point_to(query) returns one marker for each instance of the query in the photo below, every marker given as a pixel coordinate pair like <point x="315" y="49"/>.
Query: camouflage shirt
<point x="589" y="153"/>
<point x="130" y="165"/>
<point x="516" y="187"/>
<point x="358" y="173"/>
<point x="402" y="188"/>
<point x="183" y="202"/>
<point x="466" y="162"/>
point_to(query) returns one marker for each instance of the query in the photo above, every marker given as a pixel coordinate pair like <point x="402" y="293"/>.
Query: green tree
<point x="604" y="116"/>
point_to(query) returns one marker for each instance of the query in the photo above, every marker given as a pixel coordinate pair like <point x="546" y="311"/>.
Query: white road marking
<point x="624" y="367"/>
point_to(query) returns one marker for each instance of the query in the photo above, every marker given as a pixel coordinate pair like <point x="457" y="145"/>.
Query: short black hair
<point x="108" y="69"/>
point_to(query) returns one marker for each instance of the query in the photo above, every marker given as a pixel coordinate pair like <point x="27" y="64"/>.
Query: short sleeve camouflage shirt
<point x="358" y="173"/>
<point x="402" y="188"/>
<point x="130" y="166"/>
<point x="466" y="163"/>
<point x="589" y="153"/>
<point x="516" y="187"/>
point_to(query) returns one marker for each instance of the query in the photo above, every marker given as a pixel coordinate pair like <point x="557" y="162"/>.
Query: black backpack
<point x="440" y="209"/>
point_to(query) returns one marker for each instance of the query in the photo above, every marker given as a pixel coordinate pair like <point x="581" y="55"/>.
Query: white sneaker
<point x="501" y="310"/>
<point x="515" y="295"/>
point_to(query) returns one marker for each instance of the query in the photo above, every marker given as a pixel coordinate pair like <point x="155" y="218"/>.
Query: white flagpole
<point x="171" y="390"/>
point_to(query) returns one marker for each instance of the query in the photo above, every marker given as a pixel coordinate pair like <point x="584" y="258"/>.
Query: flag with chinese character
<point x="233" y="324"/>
***
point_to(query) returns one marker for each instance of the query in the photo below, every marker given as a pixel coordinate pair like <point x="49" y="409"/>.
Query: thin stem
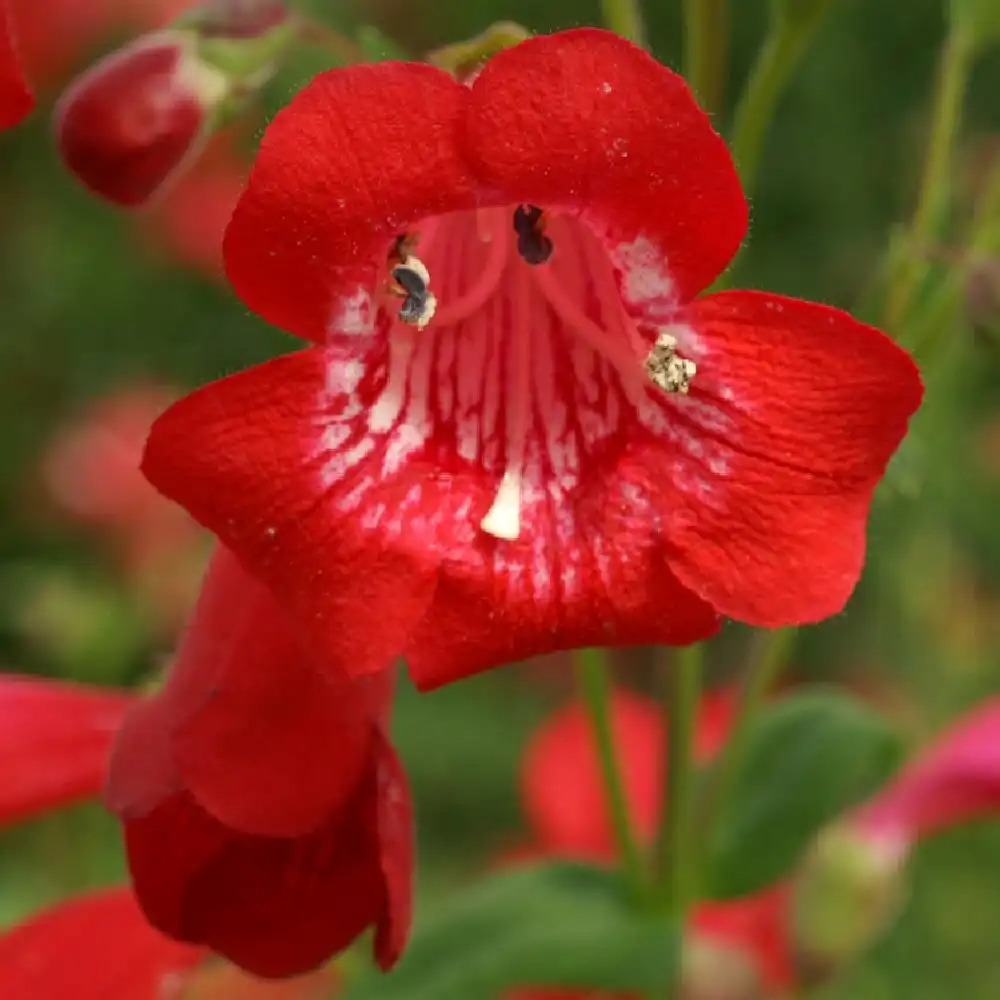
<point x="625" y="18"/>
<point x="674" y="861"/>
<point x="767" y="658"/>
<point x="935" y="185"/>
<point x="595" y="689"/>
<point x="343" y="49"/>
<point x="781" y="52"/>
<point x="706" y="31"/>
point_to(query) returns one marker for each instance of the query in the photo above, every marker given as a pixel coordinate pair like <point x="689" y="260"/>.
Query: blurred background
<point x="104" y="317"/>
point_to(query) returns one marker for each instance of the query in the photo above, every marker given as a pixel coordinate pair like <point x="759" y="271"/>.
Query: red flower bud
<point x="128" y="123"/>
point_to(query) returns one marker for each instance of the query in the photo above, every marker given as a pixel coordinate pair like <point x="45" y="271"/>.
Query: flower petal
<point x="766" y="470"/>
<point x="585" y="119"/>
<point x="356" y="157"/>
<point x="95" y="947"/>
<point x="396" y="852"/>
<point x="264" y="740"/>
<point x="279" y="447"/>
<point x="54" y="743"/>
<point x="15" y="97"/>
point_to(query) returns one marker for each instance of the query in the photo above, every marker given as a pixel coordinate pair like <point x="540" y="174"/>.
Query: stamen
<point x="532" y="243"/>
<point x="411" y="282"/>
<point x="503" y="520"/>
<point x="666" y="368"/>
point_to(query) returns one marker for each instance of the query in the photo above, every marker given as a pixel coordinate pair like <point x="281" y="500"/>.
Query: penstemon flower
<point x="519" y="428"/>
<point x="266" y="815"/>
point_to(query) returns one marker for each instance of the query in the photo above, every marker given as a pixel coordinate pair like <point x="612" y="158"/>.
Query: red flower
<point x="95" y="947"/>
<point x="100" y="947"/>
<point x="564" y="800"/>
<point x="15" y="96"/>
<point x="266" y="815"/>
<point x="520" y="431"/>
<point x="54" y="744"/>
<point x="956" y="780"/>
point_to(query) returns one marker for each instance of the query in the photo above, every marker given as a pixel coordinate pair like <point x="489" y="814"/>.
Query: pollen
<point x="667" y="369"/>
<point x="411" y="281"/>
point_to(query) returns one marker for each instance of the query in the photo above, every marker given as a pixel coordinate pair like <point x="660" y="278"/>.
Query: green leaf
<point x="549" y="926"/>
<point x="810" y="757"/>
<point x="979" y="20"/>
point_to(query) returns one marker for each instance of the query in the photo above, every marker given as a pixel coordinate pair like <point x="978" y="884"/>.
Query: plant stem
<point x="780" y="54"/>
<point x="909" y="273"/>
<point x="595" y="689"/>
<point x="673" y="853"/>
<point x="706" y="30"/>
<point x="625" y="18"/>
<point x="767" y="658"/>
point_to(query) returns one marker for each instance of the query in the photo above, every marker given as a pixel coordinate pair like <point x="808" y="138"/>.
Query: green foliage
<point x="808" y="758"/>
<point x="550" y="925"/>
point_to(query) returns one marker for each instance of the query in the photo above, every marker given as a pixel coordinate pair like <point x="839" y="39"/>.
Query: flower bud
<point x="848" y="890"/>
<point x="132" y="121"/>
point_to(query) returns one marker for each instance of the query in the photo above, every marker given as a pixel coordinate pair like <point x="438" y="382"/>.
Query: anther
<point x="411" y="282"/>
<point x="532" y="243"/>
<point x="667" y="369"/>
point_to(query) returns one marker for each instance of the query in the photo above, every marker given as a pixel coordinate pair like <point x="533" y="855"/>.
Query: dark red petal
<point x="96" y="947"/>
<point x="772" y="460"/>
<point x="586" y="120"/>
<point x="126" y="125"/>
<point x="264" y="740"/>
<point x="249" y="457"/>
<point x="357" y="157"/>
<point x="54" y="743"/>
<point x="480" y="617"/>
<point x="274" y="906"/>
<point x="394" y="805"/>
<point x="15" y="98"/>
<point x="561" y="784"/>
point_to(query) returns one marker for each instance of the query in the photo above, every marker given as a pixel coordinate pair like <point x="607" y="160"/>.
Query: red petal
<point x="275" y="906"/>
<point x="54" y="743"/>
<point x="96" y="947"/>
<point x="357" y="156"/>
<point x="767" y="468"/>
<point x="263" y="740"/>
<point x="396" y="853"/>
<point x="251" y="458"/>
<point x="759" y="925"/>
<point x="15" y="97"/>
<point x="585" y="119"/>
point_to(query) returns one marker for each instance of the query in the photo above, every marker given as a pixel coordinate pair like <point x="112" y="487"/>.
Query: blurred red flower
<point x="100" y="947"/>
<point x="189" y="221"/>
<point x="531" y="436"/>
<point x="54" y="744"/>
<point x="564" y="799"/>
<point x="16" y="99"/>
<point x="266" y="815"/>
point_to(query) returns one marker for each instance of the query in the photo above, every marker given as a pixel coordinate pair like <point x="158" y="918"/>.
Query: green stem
***
Locate every line in the rows above that contains the word "white" and copy each of those lines.

:: THE RESULT ::
Query: white road marking
Query: white sneaker
Query: white flagpole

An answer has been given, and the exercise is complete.